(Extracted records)
# # # # # # #

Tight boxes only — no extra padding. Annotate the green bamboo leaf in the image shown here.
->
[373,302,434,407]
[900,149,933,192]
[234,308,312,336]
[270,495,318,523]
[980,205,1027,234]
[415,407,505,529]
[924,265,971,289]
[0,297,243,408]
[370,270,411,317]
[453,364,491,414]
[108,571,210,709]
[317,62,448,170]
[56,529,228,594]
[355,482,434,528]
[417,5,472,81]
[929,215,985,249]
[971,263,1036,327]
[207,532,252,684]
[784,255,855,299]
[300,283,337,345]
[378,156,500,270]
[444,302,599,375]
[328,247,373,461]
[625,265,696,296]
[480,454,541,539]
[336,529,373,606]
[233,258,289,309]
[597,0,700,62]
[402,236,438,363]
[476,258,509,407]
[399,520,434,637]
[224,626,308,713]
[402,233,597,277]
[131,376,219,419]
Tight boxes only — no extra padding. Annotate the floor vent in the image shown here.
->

# # # # # # #

## Problem to work on
Please reproduce every line of the items above, word for word and character for character.

## Expected answer
Tight boxes only — no extra padding. Annotate the green bamboo leaf in the image shown here.
->
[373,302,434,407]
[900,149,933,192]
[234,308,312,336]
[270,495,318,523]
[980,205,1027,234]
[415,407,505,529]
[924,265,971,289]
[0,297,243,408]
[370,270,411,317]
[453,364,491,414]
[108,571,210,709]
[317,62,448,170]
[56,529,228,594]
[355,482,434,528]
[417,5,472,81]
[929,215,985,249]
[971,263,1036,327]
[207,532,252,684]
[784,255,855,299]
[300,283,337,345]
[378,156,500,270]
[444,302,599,375]
[328,247,373,461]
[625,265,696,296]
[480,454,541,539]
[336,529,373,606]
[233,258,289,309]
[597,0,700,62]
[402,236,438,363]
[476,258,509,407]
[399,520,434,637]
[224,626,308,713]
[402,233,597,277]
[131,376,219,419]
Tight boxes only — no extra padding. Annotate the floor vent in the image shown here.
->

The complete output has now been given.